• _Dataset entries_:
┌────────
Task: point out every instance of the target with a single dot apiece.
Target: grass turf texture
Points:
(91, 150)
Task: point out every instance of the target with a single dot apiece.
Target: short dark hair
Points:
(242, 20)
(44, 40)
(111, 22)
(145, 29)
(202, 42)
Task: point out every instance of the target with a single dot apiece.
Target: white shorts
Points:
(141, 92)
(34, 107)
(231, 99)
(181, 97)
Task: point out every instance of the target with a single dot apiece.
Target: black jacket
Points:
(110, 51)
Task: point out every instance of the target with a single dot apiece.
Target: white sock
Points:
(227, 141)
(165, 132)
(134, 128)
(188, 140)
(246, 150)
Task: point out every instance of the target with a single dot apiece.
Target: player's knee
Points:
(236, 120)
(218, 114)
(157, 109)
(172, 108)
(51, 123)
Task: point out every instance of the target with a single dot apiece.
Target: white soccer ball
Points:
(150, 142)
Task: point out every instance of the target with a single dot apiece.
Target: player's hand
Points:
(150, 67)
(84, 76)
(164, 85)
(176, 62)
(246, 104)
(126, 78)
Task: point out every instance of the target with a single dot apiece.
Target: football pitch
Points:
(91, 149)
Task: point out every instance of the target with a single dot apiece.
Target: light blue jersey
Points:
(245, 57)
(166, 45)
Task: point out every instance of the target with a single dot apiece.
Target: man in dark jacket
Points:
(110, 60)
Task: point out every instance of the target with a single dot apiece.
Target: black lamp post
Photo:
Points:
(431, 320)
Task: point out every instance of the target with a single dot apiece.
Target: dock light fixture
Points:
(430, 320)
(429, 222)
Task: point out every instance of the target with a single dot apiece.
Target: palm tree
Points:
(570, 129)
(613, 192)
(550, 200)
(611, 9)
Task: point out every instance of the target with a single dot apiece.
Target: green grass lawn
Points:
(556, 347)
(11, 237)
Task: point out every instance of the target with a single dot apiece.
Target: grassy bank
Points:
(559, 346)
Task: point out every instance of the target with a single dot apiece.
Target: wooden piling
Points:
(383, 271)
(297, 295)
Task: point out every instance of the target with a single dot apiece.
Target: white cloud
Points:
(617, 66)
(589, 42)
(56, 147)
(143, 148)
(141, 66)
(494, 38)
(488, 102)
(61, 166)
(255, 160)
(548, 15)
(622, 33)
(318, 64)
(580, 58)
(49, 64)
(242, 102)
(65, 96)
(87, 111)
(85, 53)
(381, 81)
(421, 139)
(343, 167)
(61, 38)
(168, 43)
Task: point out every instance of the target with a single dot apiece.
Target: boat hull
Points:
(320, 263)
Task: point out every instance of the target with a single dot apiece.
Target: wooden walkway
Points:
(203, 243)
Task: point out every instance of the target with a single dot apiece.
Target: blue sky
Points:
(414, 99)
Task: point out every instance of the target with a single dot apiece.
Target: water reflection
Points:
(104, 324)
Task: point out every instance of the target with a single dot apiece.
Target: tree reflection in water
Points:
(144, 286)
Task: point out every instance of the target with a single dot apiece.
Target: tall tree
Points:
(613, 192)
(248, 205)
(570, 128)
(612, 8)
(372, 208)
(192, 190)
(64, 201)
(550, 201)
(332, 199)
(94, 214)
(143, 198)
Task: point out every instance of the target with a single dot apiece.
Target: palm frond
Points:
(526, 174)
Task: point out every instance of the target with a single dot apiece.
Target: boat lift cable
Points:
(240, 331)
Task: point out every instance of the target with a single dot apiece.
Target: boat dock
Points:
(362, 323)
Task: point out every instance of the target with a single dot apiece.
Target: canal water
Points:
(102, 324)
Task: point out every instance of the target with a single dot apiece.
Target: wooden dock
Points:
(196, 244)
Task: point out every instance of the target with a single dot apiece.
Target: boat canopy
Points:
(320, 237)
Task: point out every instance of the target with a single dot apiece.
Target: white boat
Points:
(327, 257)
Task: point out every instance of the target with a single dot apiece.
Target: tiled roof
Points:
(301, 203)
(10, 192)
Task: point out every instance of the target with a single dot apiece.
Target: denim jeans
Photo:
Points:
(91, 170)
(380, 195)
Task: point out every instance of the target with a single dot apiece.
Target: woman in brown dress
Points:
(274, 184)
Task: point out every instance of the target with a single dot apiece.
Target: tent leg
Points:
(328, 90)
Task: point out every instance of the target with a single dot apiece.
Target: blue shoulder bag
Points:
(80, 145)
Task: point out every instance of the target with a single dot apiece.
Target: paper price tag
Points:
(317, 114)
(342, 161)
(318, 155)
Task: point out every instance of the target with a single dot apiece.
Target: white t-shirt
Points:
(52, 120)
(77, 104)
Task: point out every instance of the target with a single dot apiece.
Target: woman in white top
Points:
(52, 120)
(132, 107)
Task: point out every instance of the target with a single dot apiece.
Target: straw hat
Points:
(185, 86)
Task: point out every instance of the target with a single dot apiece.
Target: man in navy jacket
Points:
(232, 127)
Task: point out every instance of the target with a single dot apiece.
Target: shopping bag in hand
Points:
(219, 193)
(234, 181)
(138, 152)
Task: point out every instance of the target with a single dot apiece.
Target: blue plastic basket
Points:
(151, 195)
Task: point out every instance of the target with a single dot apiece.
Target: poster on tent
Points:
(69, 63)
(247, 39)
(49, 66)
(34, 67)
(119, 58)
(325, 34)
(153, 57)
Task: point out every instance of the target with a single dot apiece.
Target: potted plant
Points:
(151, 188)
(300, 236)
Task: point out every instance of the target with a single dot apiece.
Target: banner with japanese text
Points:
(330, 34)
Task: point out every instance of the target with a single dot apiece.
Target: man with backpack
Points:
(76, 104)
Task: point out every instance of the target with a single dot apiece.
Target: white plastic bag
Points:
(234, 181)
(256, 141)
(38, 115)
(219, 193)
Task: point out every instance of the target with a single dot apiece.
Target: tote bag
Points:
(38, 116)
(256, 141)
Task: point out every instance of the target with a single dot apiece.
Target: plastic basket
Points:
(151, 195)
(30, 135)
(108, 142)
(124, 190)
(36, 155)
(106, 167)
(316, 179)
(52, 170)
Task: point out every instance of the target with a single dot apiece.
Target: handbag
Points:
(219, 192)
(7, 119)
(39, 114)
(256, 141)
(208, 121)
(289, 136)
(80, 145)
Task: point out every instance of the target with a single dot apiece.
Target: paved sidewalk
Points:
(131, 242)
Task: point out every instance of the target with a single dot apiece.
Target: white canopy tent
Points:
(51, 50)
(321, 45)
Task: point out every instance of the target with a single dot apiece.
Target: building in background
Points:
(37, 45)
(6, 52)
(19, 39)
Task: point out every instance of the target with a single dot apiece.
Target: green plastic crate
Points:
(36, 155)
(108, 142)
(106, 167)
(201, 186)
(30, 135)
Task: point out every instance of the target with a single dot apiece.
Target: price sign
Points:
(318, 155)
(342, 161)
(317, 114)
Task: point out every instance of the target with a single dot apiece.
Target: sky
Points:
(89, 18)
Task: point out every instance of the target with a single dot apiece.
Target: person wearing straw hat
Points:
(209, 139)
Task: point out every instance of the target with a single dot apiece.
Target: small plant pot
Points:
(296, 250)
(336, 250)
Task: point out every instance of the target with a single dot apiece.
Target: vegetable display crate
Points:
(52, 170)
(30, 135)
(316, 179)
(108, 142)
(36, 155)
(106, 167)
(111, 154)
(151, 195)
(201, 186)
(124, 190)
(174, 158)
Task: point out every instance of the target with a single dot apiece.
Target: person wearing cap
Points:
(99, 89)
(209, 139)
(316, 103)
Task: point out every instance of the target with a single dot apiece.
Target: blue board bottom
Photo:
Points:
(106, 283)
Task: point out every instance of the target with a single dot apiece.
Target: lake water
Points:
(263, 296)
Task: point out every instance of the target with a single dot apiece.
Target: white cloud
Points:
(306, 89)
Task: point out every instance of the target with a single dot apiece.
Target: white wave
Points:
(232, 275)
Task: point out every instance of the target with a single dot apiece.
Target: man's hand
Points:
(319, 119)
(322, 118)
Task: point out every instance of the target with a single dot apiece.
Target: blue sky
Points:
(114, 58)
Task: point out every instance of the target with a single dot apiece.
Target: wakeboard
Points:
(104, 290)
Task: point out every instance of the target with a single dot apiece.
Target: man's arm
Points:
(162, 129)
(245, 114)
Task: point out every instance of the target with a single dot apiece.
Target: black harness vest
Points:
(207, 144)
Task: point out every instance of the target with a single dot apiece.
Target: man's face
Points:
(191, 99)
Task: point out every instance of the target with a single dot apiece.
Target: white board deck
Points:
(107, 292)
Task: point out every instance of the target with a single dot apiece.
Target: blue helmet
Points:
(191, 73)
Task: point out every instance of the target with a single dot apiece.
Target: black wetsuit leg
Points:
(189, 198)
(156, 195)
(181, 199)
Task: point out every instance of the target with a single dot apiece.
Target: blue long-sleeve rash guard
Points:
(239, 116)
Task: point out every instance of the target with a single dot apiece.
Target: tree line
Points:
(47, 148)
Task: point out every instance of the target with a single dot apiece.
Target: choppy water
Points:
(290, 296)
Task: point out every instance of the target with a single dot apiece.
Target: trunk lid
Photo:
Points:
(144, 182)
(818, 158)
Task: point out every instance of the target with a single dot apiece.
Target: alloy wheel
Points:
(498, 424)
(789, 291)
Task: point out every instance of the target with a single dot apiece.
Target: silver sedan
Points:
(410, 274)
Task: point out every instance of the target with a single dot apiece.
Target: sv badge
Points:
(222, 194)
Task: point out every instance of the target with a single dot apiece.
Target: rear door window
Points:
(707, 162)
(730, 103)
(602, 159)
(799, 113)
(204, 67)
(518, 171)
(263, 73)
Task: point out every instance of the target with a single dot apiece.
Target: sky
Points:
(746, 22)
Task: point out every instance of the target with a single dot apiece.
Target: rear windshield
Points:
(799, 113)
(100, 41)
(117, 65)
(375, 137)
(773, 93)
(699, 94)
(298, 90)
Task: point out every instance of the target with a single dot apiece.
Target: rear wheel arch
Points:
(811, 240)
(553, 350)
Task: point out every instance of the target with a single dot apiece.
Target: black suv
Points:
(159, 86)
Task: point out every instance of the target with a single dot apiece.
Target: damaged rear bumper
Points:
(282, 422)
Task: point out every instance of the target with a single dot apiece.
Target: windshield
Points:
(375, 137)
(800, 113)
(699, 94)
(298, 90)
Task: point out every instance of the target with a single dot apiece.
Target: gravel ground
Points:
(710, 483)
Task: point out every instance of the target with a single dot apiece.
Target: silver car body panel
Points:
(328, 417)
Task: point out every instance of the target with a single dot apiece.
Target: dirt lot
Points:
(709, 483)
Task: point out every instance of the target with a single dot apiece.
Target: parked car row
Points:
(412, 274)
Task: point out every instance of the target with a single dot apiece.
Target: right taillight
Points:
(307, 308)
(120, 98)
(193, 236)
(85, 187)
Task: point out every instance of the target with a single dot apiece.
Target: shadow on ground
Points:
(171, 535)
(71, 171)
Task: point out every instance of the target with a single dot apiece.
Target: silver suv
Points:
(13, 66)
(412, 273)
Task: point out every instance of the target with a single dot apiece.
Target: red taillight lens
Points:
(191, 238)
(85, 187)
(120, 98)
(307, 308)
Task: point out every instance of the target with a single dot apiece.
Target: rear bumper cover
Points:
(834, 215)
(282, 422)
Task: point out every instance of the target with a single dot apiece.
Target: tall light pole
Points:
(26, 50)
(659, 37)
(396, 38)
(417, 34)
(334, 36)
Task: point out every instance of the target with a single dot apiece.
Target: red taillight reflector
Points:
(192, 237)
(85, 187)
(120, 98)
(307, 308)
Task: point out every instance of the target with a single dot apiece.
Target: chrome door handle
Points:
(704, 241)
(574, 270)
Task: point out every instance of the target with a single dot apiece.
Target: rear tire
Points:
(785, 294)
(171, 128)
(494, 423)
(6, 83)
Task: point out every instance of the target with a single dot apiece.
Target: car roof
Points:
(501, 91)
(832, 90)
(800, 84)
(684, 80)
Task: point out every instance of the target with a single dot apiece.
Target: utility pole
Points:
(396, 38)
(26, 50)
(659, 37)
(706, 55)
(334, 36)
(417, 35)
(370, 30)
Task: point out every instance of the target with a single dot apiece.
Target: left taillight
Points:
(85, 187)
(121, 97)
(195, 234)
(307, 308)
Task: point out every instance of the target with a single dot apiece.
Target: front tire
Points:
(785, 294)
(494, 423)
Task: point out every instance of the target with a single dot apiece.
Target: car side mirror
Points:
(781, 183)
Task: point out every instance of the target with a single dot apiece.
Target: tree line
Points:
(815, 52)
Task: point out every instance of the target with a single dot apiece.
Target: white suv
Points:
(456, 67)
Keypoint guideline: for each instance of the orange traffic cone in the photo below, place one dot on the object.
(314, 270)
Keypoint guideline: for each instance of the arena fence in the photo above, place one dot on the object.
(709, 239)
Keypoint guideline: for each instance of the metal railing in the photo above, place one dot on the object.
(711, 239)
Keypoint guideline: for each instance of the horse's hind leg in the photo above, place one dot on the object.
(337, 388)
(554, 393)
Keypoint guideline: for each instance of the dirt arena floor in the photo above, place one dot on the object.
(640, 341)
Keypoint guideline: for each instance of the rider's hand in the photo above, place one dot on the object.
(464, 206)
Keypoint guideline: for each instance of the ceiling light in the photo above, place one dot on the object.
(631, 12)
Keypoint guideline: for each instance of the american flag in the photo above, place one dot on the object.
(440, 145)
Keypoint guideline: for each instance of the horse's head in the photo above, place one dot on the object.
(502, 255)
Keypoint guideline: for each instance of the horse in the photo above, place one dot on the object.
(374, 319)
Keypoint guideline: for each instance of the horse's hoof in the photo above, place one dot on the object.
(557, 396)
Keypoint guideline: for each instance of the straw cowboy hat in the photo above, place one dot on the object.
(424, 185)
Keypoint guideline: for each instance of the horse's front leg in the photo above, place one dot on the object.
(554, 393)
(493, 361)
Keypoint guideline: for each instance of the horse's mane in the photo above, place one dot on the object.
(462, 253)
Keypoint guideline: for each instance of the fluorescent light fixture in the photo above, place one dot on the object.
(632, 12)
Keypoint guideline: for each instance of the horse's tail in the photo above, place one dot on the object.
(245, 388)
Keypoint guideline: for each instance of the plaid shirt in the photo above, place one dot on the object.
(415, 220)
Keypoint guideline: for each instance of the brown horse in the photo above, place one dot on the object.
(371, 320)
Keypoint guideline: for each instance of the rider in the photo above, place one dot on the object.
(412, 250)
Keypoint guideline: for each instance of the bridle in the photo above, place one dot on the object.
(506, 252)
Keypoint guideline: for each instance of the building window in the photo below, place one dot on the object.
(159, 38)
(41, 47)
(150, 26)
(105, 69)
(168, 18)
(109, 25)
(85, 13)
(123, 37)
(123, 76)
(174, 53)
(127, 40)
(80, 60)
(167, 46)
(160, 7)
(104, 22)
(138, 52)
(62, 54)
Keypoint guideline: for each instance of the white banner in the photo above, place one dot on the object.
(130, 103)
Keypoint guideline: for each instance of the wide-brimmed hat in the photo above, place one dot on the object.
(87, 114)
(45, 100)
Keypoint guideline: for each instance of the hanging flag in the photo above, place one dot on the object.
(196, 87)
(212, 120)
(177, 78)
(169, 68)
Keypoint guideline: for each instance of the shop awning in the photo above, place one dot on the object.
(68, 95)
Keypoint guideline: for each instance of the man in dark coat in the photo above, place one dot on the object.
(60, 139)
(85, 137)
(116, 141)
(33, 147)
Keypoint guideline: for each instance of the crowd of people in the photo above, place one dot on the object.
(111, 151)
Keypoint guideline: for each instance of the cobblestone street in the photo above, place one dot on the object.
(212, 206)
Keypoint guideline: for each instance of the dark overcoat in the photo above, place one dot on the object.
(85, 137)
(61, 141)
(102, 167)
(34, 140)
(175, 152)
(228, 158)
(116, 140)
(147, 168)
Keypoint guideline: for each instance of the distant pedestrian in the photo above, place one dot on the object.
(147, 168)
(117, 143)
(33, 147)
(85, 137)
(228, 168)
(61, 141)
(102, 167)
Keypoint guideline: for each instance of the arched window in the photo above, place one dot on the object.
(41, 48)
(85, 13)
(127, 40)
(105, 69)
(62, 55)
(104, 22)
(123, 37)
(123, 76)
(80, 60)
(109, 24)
└────────
• _What you should do_:
Write out, exactly as given, the line containing "Keypoint guideline: for each instance of the dark" and every line after it to the end of the records. Include nothing else.

• _Answer space_:
Keypoint guideline: for each instance of the dark overcoat in the photo above, place one dot on the object.
(85, 137)
(61, 141)
(102, 167)
(34, 140)
(175, 152)
(228, 158)
(116, 140)
(147, 168)
Keypoint guideline: for each instance of the distant pedestrian in the photo above, place one dot on the object.
(147, 168)
(117, 143)
(33, 147)
(85, 137)
(228, 168)
(61, 141)
(102, 167)
Keypoint guideline: for each instance of the arched window in the photo above, place one dot on the object.
(41, 48)
(85, 13)
(127, 40)
(105, 69)
(62, 55)
(104, 22)
(123, 37)
(123, 76)
(80, 60)
(109, 24)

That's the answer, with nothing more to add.